Write out all of these records again, requests included, and reduce every polygon coordinate in the answers by 37.

(begin)

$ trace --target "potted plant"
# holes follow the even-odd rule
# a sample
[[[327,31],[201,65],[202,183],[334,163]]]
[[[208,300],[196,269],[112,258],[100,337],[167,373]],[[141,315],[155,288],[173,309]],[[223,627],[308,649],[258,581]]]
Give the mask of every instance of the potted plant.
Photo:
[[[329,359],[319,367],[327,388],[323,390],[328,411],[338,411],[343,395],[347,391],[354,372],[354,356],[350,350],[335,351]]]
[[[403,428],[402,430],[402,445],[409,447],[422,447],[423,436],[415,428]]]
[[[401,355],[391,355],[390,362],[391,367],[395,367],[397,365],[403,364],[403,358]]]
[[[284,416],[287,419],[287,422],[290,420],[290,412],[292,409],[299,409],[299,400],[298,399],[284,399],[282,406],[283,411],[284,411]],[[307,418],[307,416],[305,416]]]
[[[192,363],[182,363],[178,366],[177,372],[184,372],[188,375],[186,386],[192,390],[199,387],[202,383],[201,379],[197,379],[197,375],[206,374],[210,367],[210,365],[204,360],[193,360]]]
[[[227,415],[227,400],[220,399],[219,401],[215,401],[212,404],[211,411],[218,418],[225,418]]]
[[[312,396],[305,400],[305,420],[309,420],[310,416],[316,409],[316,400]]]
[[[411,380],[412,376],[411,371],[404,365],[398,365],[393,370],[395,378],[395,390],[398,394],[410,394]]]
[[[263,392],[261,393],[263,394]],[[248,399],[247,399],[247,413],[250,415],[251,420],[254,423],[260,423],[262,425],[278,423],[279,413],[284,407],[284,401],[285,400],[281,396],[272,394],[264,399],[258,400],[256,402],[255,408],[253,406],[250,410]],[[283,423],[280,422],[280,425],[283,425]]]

(end)

Reply
$ trace --target "potted plant"
# holes follow the even-odd rule
# a sample
[[[327,31],[201,65],[202,183],[334,163]]]
[[[208,300],[196,269],[112,258],[100,337],[167,373]],[[141,315],[155,288],[173,309]],[[223,627],[308,649],[258,581]]]
Give the mask of every instance of the potted plant.
Photo:
[[[292,322],[282,330],[290,351],[286,353],[291,374],[301,374],[306,358],[310,354],[317,335],[317,319],[313,313],[298,314]]]
[[[366,391],[365,393],[365,408],[372,410],[385,410],[386,399],[378,391]]]
[[[364,318],[354,318],[353,325],[354,330],[358,330],[360,328],[366,327],[366,321]]]
[[[247,379],[250,382],[250,385],[253,383],[253,375],[255,372],[262,372],[262,363],[261,362],[247,362],[245,369],[246,374],[247,374]],[[270,381],[270,379],[268,379]]]
[[[155,326],[145,326],[141,329],[140,335],[147,335],[151,338],[149,349],[155,353],[162,350],[165,346],[164,342],[160,342],[160,338],[169,337],[173,330],[173,328],[167,323],[156,323]]]
[[[190,378],[190,363],[183,362],[182,364],[178,364],[175,367],[174,374],[181,381],[188,381]]]
[[[275,359],[268,363],[268,383],[272,383],[273,379],[279,372],[279,363]]]
[[[374,343],[375,339],[374,334],[367,328],[361,328],[356,333],[358,341],[358,353],[361,357],[373,357]]]
[[[226,355],[224,356],[226,357]],[[211,362],[210,362],[210,376],[213,378],[214,383],[217,386],[223,386],[225,388],[241,386],[242,376],[247,370],[247,364],[248,363],[244,359],[235,357],[227,362],[221,363],[219,365],[218,371],[216,369],[213,373]],[[246,386],[243,385],[243,388],[246,388]]]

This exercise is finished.